AIM OF THE TASK ::
Gather every line in the rows below that contains the word "metal", and copy each one in full.

GIVEN DATA ::
□ □ □

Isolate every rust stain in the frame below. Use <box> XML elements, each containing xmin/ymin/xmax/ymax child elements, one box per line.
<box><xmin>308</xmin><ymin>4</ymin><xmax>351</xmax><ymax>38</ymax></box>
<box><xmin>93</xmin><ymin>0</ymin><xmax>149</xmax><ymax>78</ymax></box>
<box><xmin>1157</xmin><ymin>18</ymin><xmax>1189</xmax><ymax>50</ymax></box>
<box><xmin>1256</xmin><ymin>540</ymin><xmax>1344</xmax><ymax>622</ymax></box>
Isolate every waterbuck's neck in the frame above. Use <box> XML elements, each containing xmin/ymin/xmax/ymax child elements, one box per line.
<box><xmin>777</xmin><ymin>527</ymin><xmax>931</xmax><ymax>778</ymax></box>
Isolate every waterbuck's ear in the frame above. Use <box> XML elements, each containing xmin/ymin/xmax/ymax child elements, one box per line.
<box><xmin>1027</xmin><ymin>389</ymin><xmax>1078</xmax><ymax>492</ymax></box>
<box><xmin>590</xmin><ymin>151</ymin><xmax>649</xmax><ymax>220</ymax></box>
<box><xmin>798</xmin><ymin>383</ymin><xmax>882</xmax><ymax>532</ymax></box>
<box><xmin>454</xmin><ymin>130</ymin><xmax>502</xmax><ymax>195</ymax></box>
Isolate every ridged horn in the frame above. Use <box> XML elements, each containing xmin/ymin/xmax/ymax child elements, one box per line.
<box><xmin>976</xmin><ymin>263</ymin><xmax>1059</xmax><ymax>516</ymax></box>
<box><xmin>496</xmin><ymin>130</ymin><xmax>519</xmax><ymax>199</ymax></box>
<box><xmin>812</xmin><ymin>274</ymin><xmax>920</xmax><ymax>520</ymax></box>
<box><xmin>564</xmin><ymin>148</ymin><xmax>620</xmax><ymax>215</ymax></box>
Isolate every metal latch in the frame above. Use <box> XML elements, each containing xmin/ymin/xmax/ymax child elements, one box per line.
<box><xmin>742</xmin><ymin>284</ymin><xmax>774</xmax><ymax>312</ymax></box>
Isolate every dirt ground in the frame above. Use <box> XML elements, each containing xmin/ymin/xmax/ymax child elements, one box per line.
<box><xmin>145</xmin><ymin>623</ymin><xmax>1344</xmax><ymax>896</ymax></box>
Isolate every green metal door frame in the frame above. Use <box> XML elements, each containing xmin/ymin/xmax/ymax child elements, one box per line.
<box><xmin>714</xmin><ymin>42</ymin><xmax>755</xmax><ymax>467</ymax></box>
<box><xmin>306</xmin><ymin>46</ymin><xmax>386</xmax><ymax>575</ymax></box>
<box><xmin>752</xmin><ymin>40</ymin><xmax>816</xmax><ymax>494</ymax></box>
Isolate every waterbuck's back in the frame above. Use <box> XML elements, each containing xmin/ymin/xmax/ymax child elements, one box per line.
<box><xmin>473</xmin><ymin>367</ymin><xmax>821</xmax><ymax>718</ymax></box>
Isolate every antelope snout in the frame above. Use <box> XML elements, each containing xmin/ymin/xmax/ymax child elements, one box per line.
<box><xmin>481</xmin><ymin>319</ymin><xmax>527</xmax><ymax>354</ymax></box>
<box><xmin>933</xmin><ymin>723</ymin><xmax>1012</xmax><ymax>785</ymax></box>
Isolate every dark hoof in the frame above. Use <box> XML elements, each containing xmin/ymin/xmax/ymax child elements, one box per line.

□ □ □

EXERCISE ANSWER ::
Isolate every metal latch in the frame above. Use <box> XML elements, each containing xmin/ymin/xmax/ymax child elements, one box per line.
Isolate every green metal door frame in the frame above. Use <box> XML elements, each containing xmin/ymin/xmax/ymax child elements, one box per line.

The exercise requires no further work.